[THE EXERCISE]: Collect every line below that contains the string "instance", matching case exactly.

***** GIVEN INFORMATION *****

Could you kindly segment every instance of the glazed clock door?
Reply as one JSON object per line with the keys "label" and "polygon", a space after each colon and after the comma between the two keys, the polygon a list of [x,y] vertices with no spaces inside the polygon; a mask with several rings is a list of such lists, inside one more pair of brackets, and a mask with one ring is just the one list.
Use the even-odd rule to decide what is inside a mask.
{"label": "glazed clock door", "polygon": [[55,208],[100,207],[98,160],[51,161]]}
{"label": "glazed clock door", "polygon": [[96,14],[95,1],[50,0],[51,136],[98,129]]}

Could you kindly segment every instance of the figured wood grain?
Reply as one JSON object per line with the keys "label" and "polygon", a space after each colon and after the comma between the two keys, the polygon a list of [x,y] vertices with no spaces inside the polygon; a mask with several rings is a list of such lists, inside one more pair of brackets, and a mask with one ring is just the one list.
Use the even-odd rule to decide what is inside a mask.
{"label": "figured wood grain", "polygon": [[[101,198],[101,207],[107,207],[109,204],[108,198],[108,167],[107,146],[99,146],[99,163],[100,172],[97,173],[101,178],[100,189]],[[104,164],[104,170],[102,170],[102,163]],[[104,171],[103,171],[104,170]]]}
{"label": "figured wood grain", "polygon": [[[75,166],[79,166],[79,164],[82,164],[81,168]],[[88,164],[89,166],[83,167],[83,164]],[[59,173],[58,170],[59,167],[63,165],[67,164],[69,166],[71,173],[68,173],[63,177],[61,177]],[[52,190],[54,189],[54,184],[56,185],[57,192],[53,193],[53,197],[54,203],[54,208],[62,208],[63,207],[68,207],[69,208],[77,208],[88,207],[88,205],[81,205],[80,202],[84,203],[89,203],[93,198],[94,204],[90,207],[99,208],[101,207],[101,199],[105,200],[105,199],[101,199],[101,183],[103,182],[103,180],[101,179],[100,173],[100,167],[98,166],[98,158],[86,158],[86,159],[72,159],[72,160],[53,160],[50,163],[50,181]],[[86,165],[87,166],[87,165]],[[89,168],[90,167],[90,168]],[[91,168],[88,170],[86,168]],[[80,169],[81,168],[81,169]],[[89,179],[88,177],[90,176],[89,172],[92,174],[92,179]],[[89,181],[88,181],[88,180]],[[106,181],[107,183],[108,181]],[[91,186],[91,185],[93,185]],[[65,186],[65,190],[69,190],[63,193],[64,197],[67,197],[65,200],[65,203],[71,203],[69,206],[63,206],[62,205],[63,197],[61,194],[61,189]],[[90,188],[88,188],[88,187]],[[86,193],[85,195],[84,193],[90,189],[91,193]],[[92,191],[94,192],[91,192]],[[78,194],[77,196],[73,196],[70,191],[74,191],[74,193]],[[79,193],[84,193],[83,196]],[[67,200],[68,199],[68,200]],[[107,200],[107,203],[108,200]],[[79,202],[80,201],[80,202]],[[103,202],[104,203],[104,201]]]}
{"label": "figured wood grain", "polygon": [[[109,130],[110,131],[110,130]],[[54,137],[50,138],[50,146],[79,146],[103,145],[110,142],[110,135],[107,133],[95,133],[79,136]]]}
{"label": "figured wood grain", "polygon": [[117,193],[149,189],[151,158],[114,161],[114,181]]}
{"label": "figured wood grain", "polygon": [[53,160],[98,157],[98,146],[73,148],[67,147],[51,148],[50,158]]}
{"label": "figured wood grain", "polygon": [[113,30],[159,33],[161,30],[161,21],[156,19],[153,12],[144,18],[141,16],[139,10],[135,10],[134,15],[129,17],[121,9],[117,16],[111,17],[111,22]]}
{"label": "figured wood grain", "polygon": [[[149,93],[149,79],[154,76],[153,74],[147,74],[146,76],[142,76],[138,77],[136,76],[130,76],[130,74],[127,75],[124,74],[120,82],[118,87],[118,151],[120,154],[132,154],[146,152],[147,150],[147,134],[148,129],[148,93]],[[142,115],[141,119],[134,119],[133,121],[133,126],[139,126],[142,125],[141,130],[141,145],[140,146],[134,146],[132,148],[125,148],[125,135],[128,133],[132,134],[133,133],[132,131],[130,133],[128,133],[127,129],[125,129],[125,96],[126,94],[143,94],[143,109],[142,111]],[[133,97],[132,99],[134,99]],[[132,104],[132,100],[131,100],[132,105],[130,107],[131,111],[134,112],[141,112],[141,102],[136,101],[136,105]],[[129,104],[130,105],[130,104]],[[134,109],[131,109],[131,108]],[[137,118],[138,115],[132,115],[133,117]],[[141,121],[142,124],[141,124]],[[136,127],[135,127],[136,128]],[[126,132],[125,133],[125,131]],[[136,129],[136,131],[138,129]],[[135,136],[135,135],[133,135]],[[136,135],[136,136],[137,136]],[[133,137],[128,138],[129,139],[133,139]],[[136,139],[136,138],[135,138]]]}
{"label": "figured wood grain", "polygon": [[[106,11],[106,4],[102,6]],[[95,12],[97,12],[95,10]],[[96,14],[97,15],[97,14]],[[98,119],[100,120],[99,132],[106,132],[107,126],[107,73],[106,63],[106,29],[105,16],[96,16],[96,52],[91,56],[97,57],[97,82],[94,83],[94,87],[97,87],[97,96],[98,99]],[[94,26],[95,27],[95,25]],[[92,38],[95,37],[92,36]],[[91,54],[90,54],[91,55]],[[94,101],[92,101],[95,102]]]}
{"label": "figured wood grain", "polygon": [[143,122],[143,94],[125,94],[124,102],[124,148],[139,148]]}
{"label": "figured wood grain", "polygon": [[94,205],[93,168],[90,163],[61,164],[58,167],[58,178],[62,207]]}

*****

[EXERCISE SOLUTION]:
Could you kindly segment every instance of the glazed clock door?
Could you kindly segment every instance of the figured wood grain?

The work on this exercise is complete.